[TASK INPUT]
** start **

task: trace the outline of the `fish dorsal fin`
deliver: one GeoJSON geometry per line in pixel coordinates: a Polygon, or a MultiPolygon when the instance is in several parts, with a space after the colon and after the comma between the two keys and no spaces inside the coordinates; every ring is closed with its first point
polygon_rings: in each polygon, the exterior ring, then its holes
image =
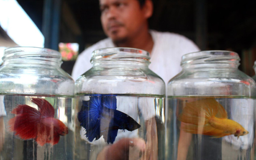
{"type": "Polygon", "coordinates": [[[215,116],[219,118],[228,118],[228,114],[227,111],[223,107],[223,106],[220,103],[214,100],[215,102],[217,107],[218,112],[215,115],[215,116]]]}
{"type": "Polygon", "coordinates": [[[48,101],[38,98],[32,98],[31,101],[37,105],[42,117],[54,117],[54,108],[48,101]]]}
{"type": "Polygon", "coordinates": [[[183,122],[198,125],[206,124],[213,116],[227,118],[227,112],[222,106],[214,99],[207,98],[185,103],[179,118],[183,122]]]}

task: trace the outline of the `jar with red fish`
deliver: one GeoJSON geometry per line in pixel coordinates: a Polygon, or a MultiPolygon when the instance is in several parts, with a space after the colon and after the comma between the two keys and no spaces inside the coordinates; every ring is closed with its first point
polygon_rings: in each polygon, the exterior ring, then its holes
{"type": "Polygon", "coordinates": [[[184,55],[167,86],[167,159],[254,159],[255,83],[235,52],[184,55]]]}
{"type": "Polygon", "coordinates": [[[74,159],[75,82],[60,53],[16,47],[0,67],[0,159],[74,159]]]}
{"type": "Polygon", "coordinates": [[[76,159],[164,159],[165,84],[148,68],[149,53],[94,51],[75,85],[76,159]]]}

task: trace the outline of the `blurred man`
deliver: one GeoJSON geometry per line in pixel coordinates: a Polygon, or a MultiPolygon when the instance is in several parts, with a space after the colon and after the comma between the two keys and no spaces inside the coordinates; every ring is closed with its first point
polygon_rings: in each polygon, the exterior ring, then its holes
{"type": "Polygon", "coordinates": [[[166,83],[181,70],[182,56],[199,51],[191,40],[178,34],[149,30],[151,0],[100,0],[100,19],[108,38],[88,48],[78,56],[73,68],[75,80],[92,67],[92,53],[101,48],[129,47],[150,53],[149,68],[166,83]]]}

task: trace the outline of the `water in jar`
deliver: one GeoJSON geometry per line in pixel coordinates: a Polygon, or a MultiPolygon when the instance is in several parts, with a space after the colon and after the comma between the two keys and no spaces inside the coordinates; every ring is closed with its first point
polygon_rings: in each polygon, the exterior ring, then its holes
{"type": "Polygon", "coordinates": [[[254,159],[255,100],[168,98],[167,159],[254,159]]]}
{"type": "Polygon", "coordinates": [[[71,97],[0,95],[0,159],[73,159],[74,103],[71,97]]]}
{"type": "Polygon", "coordinates": [[[76,159],[164,159],[163,96],[83,94],[78,99],[76,159]]]}

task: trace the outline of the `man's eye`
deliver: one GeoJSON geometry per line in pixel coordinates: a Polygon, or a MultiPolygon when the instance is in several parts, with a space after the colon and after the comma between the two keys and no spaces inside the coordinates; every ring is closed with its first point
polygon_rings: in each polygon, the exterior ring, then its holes
{"type": "Polygon", "coordinates": [[[116,3],[116,6],[117,7],[120,8],[124,6],[125,5],[124,4],[125,4],[124,3],[116,3]]]}
{"type": "Polygon", "coordinates": [[[102,13],[102,12],[105,12],[107,10],[108,7],[101,7],[100,8],[100,12],[102,13]]]}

** end **

[SHORT PROBLEM] Excluding the pictures, reproduce every entry exactly as given.

[RESULT]
task: trace the outline of the `fish dorsal fin`
deliver: one GeoJSON geometry per line in pixel coordinates: a Polygon, or a MultiPolygon when the instance is in several parts, with a space after the colon and after the comma between the two keys and no spaces inside the coordinates; every ring is closed with its first point
polygon_rings: in each polygon, the exterior ring, then its holes
image =
{"type": "Polygon", "coordinates": [[[215,116],[219,118],[228,118],[228,114],[227,111],[223,107],[223,106],[220,103],[214,100],[215,102],[217,107],[218,112],[215,115],[215,116]]]}
{"type": "Polygon", "coordinates": [[[48,101],[38,98],[32,98],[31,101],[37,105],[42,117],[54,117],[54,108],[48,101]]]}
{"type": "Polygon", "coordinates": [[[183,122],[198,125],[206,124],[213,116],[227,118],[227,112],[222,106],[214,99],[207,98],[185,103],[179,118],[183,122]]]}

task: trace the outline of the `jar with red fish`
deliver: one GeoJSON geometry per line in pixel coordinates: a Polygon, or a MultiPolygon when the instance is in several parts, with a space after the colon and after the comma between the two keys and no spaces inside the coordinates; every ring is closed with its first point
polygon_rings: in each polygon, the exterior ring, then its holes
{"type": "Polygon", "coordinates": [[[184,55],[167,86],[167,159],[254,159],[255,83],[235,52],[184,55]]]}
{"type": "Polygon", "coordinates": [[[74,159],[75,82],[60,53],[16,47],[0,67],[0,159],[74,159]]]}
{"type": "Polygon", "coordinates": [[[76,159],[164,159],[165,84],[148,68],[149,53],[94,51],[75,85],[76,159]]]}

task: trace the outline of the `blurred man`
deliver: one GeoJSON geometry per line in pixel coordinates: a Polygon, or a MultiPolygon when the instance is in several parts, with a space after the colon and after the comma between the two keys and no spaces inside the coordinates; every ring is closed with its first point
polygon_rings: in each polygon, the exterior ring, then its holes
{"type": "Polygon", "coordinates": [[[166,83],[181,70],[182,56],[199,51],[191,40],[178,34],[149,30],[151,0],[100,0],[100,19],[108,38],[88,48],[78,56],[73,68],[75,80],[92,67],[92,53],[101,48],[129,47],[150,53],[149,68],[166,83]]]}

task: trace the outline of the `water in jar`
deliver: one GeoJSON geometry per line in pixel coordinates: a Polygon, or a MultiPolygon when the instance is in several parts, with a space after the colon and after the comma between the two keys and no spaces inside the coordinates; every ring is closed with its first point
polygon_rings: in each polygon, the exterior ring, then its holes
{"type": "Polygon", "coordinates": [[[254,159],[255,100],[168,98],[167,159],[254,159]]]}
{"type": "Polygon", "coordinates": [[[71,97],[0,95],[0,159],[73,159],[74,103],[71,97]]]}
{"type": "Polygon", "coordinates": [[[76,159],[164,159],[163,96],[83,94],[78,99],[76,159]]]}

task: trace the outline of the `man's eye`
deliver: one GeoJSON geometry per line in pixel coordinates: a Polygon, or a MultiPolygon when the instance is in several parts, with a space after the colon and after the comma between the two keys and no spaces inside the coordinates; every ring is closed with its first point
polygon_rings: in each polygon, the exterior ring, then its holes
{"type": "Polygon", "coordinates": [[[116,3],[116,6],[117,7],[120,8],[124,6],[125,5],[124,4],[125,4],[124,3],[116,3]]]}
{"type": "Polygon", "coordinates": [[[102,13],[102,12],[105,12],[107,10],[108,7],[101,7],[100,8],[100,12],[102,13]]]}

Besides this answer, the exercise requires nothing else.